[Saved data entries]
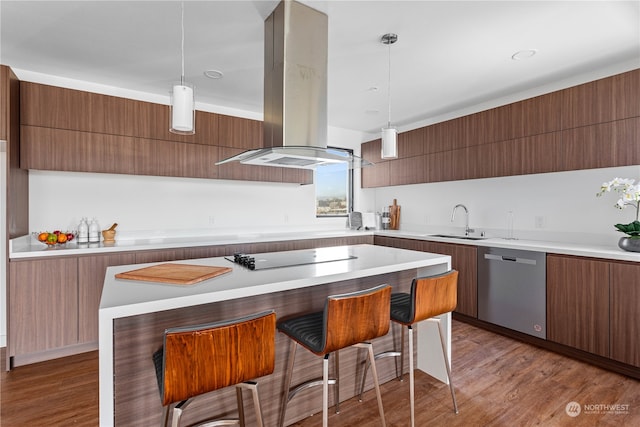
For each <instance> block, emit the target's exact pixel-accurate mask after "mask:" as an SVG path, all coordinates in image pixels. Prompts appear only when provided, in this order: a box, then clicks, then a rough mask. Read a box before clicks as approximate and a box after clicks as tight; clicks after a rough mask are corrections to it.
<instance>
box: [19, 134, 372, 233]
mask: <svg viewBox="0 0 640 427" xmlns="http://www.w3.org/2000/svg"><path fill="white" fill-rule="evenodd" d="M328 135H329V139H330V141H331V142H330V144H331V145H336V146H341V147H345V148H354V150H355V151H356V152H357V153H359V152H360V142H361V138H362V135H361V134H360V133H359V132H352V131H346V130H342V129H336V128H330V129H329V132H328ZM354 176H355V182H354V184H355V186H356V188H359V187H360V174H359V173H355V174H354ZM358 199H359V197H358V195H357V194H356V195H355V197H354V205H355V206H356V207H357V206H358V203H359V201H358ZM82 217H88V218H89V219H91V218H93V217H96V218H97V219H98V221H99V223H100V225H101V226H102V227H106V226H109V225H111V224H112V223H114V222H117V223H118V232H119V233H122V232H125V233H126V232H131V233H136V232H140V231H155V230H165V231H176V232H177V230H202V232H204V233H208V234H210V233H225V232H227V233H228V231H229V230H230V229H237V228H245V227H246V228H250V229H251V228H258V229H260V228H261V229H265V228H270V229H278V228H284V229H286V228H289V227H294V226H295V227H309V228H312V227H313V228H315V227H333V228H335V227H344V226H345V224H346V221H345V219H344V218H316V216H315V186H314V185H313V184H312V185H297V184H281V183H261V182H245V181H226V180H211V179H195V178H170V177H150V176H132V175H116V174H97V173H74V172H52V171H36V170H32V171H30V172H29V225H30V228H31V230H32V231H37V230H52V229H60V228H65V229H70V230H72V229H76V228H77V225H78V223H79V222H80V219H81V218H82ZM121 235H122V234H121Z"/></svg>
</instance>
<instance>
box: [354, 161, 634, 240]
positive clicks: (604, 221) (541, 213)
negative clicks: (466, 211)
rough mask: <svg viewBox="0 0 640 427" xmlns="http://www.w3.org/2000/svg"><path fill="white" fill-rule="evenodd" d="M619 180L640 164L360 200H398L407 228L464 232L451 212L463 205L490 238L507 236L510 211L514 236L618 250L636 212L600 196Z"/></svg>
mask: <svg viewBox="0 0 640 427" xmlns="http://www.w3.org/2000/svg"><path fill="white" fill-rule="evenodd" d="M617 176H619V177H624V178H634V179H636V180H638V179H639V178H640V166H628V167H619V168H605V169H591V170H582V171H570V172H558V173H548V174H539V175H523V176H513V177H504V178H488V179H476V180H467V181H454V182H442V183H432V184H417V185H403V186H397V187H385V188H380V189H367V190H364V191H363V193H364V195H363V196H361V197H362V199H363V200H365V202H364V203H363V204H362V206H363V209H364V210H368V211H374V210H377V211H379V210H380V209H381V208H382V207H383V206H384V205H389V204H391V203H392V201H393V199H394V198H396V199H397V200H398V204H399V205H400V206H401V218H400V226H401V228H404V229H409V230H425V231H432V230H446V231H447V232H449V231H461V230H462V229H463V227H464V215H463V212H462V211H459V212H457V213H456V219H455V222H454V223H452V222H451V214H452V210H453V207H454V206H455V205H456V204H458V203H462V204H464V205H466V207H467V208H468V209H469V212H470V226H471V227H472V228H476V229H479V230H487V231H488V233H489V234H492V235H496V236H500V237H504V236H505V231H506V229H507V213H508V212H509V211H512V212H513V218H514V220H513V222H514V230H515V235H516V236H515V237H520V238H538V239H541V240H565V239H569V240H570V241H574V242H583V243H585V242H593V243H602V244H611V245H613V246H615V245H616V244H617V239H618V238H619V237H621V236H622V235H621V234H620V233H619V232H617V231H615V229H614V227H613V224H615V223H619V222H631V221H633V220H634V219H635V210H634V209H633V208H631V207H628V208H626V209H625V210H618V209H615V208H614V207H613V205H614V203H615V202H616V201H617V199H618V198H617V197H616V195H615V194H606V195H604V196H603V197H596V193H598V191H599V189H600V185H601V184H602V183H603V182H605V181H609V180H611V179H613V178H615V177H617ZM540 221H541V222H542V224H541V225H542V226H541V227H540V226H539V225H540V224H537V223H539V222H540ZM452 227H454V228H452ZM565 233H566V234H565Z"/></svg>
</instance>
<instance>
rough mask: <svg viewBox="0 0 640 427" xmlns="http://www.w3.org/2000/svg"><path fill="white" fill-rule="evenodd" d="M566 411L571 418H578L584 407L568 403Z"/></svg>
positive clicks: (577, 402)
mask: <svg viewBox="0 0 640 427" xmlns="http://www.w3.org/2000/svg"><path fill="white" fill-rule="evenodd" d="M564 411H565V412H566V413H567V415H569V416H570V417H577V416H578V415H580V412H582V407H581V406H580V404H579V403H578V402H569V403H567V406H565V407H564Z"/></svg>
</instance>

### WORK INSTRUCTION
Please format every line of the rows above as a numbered list, skipping any blank lines. Keep the pictures out of the answer.

### YOUR RESPONSE
1. For each <instance> block, emit the target's exact pixel-accurate mask after "mask:" as an SVG path, all coordinates in image pixels. Prompts appear only when provided, in this order: a box, then clicks, then a rough mask. Read a box before clicks as approximate and a box after clicks as tight; clicks after a rough mask are corrections to it.
2. <instance>
3. box: [19, 134, 372, 233]
4. mask: <svg viewBox="0 0 640 427" xmlns="http://www.w3.org/2000/svg"><path fill="white" fill-rule="evenodd" d="M328 135H329V139H330V141H331V142H330V144H331V145H336V146H341V147H345V148H354V150H355V151H356V152H357V153H359V152H360V142H361V138H362V135H361V134H360V133H359V132H352V131H346V130H342V129H336V128H330V129H329V132H328ZM354 176H355V182H354V184H355V186H356V188H359V187H360V174H359V173H355V174H354ZM358 199H359V197H358V195H357V194H356V195H355V197H354V205H355V206H356V207H357V206H358V203H359V201H358ZM82 217H88V218H89V219H91V218H93V217H96V218H97V219H98V221H99V223H100V225H101V226H102V227H106V226H109V225H111V224H112V223H114V222H117V223H118V232H119V233H122V232H125V233H126V232H131V233H136V232H140V231H155V230H165V231H176V232H177V230H202V232H204V233H208V234H210V233H225V232H227V233H228V231H229V230H230V229H237V228H245V227H246V228H250V229H251V228H258V229H260V228H261V229H265V228H270V229H278V228H284V229H286V228H289V227H294V226H295V227H309V228H312V227H313V228H315V227H333V228H335V227H344V226H345V224H346V221H345V219H344V218H316V216H315V186H314V185H313V184H312V185H297V184H281V183H261V182H245V181H226V180H211V179H195V178H170V177H150V176H132V175H116V174H97V173H74V172H52V171H36V170H32V171H30V172H29V225H30V228H31V230H32V231H37V230H52V229H60V228H65V229H70V230H72V229H76V228H77V225H78V223H79V222H80V219H81V218H82ZM121 235H122V234H121Z"/></svg>
5. </instance>
6. <instance>
7. box: [354, 161, 634, 240]
8. positive clicks: (604, 221) (541, 213)
9. negative clicks: (466, 211)
10. rough mask: <svg viewBox="0 0 640 427" xmlns="http://www.w3.org/2000/svg"><path fill="white" fill-rule="evenodd" d="M619 180L640 164L360 200H398L407 228L464 232L451 212L463 205L490 238L507 236L510 211L514 236L618 250L636 212L600 196Z"/></svg>
11. mask: <svg viewBox="0 0 640 427" xmlns="http://www.w3.org/2000/svg"><path fill="white" fill-rule="evenodd" d="M617 176H619V177H624V178H634V179H636V180H638V179H639V178H640V166H628V167H619V168H605V169H591V170H582V171H570V172H558V173H548V174H539V175H523V176H513V177H504V178H488V179H476V180H467V181H454V182H442V183H432V184H417V185H403V186H397V187H385V188H380V189H367V190H364V191H363V193H364V195H363V196H361V197H362V199H363V200H365V202H364V203H363V204H362V206H363V209H364V210H368V211H374V210H377V211H379V210H380V209H381V208H382V207H383V206H384V205H389V204H391V203H392V201H393V199H394V198H396V199H397V200H398V204H399V205H400V206H401V218H400V226H401V228H404V229H409V230H425V231H432V230H446V231H447V232H449V231H461V230H462V229H463V227H464V215H463V212H462V211H459V212H457V213H456V219H455V222H454V223H452V222H451V214H452V210H453V207H454V206H455V205H456V204H458V203H462V204H464V205H466V207H467V208H468V209H469V212H470V226H471V227H472V228H476V229H479V230H487V231H488V233H489V234H492V235H496V236H500V237H504V236H505V231H506V229H507V213H508V212H509V211H512V212H513V218H514V220H513V222H514V230H515V235H516V236H515V237H520V238H538V239H541V240H565V239H569V240H570V241H574V242H583V243H585V242H593V243H602V244H611V245H613V246H615V245H616V244H617V239H618V238H619V237H621V236H622V235H621V234H620V233H619V232H617V231H615V229H614V227H613V224H615V223H619V222H631V221H633V220H634V219H635V210H634V209H633V208H631V207H628V208H626V209H625V210H618V209H615V208H614V207H613V205H614V203H615V202H616V201H617V199H618V198H617V197H616V195H615V194H606V195H604V196H603V197H596V193H598V191H599V189H600V185H601V184H602V183H603V182H605V181H609V180H611V179H613V178H615V177H617ZM540 221H541V222H542V224H541V225H542V226H541V227H540V226H539V225H540V224H537V223H539V222H540ZM452 227H454V228H452ZM565 233H566V234H565Z"/></svg>
12. </instance>
13. <instance>
14. rough mask: <svg viewBox="0 0 640 427" xmlns="http://www.w3.org/2000/svg"><path fill="white" fill-rule="evenodd" d="M566 411L571 418H578L584 407L568 403Z"/></svg>
15. positive clicks: (577, 402)
16. mask: <svg viewBox="0 0 640 427" xmlns="http://www.w3.org/2000/svg"><path fill="white" fill-rule="evenodd" d="M564 411H565V412H566V413H567V415H569V416H570V417H577V416H578V415H580V412H582V407H581V406H580V404H579V403H578V402H569V403H567V406H565V407H564Z"/></svg>
17. </instance>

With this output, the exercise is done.